Royaume-Uni - Musée

To BP or not to BP ?

Par Emmanuel Fessy · Le Journal des Arts

Le 25 février 2015 - 635 mots

LONDRES / ROYAUME-UNI

Être ou ne pas être financé par le mécénat de British Petroleum (BP), responsable d’une grave catastrophe écologique dans le Golfe du Mexique ? Cette question shakespearienne s’adresse directement à la Tate, au British Museum, à la National Portrait Gallery, au Royal Opera House mais pourrait concerner toute institution culturelle à une époque où militants écologistes, citoyens « lanceurs d’alerte » dénoncent les pratiques de grandes entreprises ou de banques et où ces institutions doivent rechercher encore plus de mécénat pour compenser la baisse des subventions publiques.

DONNÉES FOURNIES -
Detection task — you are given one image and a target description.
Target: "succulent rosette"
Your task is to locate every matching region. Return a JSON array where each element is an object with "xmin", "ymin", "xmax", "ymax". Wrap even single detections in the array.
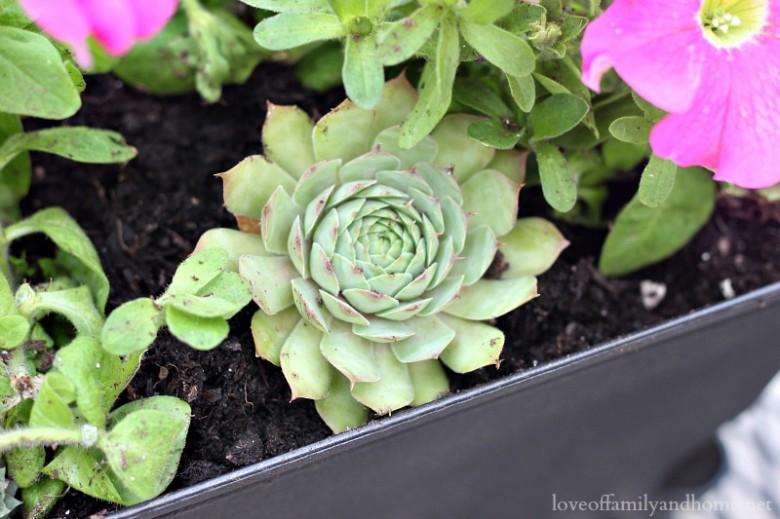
--
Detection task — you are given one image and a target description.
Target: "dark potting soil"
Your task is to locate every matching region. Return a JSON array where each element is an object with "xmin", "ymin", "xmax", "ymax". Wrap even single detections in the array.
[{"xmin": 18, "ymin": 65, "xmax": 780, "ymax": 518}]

À FAIRE -
[1] Recopiez mot pour mot l'article sur le mécénat de BP, de « LONDRES / ROYAUME-UNI » jusqu'à « des subventions publiques. » inclus.
[2] D'après l'article sur le mécénat de BP, où a eu lieu la grave catastrophe écologique dont BP est responsable ?
Les enregistrements n'ont aucun lien avec l'article sur le mécénat de BP.

RÉSULTATS PAR TÂCHE -
[1]
LONDRES / ROYAUME-UNI

Être ou ne pas être financé par le mécénat de British Petroleum (BP), responsable d’une grave catastrophe écologique dans le Golfe du Mexique ? Cette question shakespearienne s’adresse directement à la Tate, au British Museum, à la National Portrait Gallery, au Royal Opera House mais pourrait concerner toute institution culturelle à une époque où militants écologistes, citoyens « lanceurs d’alerte » dénoncent les pratiques de grandes entreprises ou de banques et où ces institutions doivent rechercher encore plus de mécénat pour compenser la baisse des subventions publiques.

[2] Dans le Golfe du Mexique.